• _WHAT YOU NEED TO DO_:
**1.** In the blog post about Leon Kass, which magazine is Virginia Postrel editor-at-large of?
**2.** Write a continuation of the blog post about Leon Kass, picking up after its final sentence.

• _PAGE EXTRACT_:
Sunday, October 30, 2005

Leon Kass, living fossil reburied

Leon Kass, as I remember him from decades ago, was always a serious man. Unfortunately he is also a serious joke. Serious as in harmful. Joke as in without serious intellecutal content but entertaining and amusing to the Far Right.

Kass is a bioethicist who until recently headed Bush's Council on Bioethics. As Chris Mooney observed at American Prospect when his appointment was announced four years ago:
It's probably a lucky thing for Leon Kass, the conservative University of Chicago ethics philosopher appointed to head George W. Bush's new Council on Bioethics, that his position doesn't require Senate confirmation. Last April, the neocon Washington Post columnist Charles Krauthammer effused that Kass should be named surgeon general, a post that does require confirmation, but that might have backfired: Kass has a paper trail that would put any quotation-hunting opposition researcher in hack heaven. Virginia Postrel, editor-at-large of Reason magazine, has already bloodied Kass considerably by drawing attention to a passage from his 1985 book Toward a More Natural Science in which Kass complains about "our dissection of cadavers." Writing in the Los Angeles Times, Postrel observed: "This isn't about the 21st century. It's about the 16th."

• _RECORDS_:
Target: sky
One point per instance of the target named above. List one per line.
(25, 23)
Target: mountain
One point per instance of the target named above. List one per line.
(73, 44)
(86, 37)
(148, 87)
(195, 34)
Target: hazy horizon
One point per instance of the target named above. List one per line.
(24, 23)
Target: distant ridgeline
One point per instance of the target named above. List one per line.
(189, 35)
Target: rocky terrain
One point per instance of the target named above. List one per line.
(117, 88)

* * *

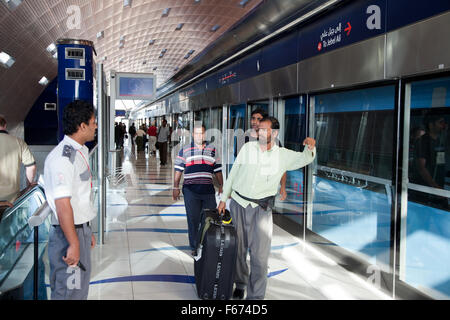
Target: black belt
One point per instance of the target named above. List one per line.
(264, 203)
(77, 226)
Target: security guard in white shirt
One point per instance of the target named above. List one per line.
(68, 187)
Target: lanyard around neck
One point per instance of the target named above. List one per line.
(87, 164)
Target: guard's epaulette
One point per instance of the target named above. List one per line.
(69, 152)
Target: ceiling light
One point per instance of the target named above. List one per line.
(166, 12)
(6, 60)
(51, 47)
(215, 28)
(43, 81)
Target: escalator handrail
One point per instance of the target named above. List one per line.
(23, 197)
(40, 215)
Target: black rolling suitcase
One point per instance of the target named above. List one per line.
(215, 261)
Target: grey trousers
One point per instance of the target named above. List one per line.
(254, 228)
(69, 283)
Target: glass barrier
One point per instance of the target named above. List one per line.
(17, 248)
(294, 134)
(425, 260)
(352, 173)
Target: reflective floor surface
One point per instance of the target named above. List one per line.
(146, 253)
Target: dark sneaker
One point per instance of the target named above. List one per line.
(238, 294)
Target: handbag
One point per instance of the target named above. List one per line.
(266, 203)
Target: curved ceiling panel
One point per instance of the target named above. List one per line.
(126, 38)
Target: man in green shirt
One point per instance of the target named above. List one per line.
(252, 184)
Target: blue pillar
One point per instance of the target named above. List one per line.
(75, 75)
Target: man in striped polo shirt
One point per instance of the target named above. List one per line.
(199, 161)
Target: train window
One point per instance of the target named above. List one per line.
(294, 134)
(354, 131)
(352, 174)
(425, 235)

---

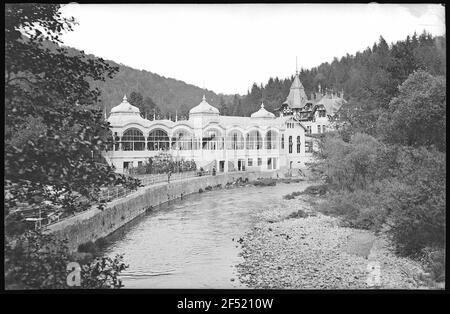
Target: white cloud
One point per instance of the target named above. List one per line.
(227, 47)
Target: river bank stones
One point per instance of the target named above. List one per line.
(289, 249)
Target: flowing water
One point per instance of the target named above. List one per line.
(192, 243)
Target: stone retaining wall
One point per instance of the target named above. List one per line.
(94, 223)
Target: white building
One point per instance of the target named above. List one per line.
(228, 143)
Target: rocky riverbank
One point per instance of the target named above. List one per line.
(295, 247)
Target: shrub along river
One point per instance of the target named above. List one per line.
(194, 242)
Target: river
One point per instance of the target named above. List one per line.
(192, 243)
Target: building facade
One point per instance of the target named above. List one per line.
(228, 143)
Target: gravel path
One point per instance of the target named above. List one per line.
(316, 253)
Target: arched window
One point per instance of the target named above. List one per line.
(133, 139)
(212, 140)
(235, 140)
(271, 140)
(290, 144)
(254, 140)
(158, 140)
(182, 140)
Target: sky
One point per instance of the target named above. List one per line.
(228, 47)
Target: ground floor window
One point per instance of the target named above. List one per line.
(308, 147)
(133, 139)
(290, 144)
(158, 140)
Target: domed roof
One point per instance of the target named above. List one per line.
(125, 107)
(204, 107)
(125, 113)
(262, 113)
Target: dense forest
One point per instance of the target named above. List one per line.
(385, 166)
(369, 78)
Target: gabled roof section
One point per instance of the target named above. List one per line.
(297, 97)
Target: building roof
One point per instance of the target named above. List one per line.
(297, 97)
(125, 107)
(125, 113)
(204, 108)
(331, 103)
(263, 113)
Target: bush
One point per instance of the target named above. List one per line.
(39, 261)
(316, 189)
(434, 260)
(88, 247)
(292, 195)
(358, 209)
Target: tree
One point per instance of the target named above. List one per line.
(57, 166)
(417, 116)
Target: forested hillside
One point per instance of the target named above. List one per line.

• _EXPECTED OUTPUTS_:
**1.** Reason magazine.

**2.**
Kass stepped down as Chair of the President's Council on Bioethics October 1, but remains a member. He was replaced by the 85 year old former president of Catholic University and bioethicist, Edmund Pellegrino (WaPo).

Kass was awarded "wanker of the day" status by Atrios after this devastating critique by Amanda Marcotte at Pandagon , where she puts a stake through the heart of his intellectual pretensions. Not healthy reading if you have a tendency to high blood pressure, but as thorough job of destruction as you are likely to find.